The Phase 2a clinical trial is called REACH, for Reversing the Epidemic in Africa with Choices in HIV prevention. It will enroll 300 girls and young women ages 16 to 21 years at five sites in Kenya, South Africa, Uganda and Zimbabwe. The ring in the study, which is replaced once a month, continuously releases the anti-HIV drug dapivirine in the vagina. The ring is currently undergoing regulatory review by the European Medicines Agency. PrEP involves taking a daily oral tablet containing two anti-HIV drugs, tenofovir and emtricitabine. After using each of these HIV prevention methods for six months, study participants may choose to use either one of the two methods—or neither—for another six months. Investigators will evaluate product safety, the extent to which study participants use the products, and how much participants report liking each product.
REACH is co-funded by the National Institute of Allergy and Infectious Diseases, the Eunice Kennedy Shriver National Institute of Child Health and Human Development, and the National Institute of Mental Health, all part of NIH. The study is being conducted by the NIH-funded Microbicide Trials Network (MTN) and is also known as MTN-034. Gilead Sciences, Inc. is providing the oral tablet for PrEP, and the International Partnership for Microbicides (IPM) is providing the dapivirine vaginal ring.
The World Health Organization recommends that oral PrEP be offered as a prevention choice for people at substantial risk of HIV infection as part of combination HIV prevention approaches. The dapivirine ring is an investigational product that was found to be well-tolerated and to reduce the risk of HIV infection by approximately 30 percent in African women ages 18 to 45 years in two large studies: the NIH-funded ASPIRE clinical trial and The Ring Study led by IPM. IPM, which developed the dapivirine ring, is in the process of seeking regulatory approval for the product.

* **AVAILABLE DATA**
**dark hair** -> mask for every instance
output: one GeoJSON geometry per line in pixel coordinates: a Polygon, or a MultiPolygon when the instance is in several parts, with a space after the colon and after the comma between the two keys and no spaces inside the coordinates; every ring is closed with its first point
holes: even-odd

* **EXERCISE**
Could you rewrite the paragraph of the REACH trial text that begins "REACH is co-funded by" as a short bulleted list that keeps its main facts?

* **RESPONSE BELOW**
- Co-funders (all part of NIH): the National Institute of Allergy and Infectious Diseases, the Eunice Kennedy Shriver National Institute of Child Health and Human Development, and the National Institute of Mental Health
- Conducted by the NIH-funded Microbicide Trials Network (MTN); also known as MTN-034
- Gilead Sciences, Inc. supplies the oral PrEP tablet
- The International Partnership for Microbicides (IPM) supplies the dapivirine vaginal ring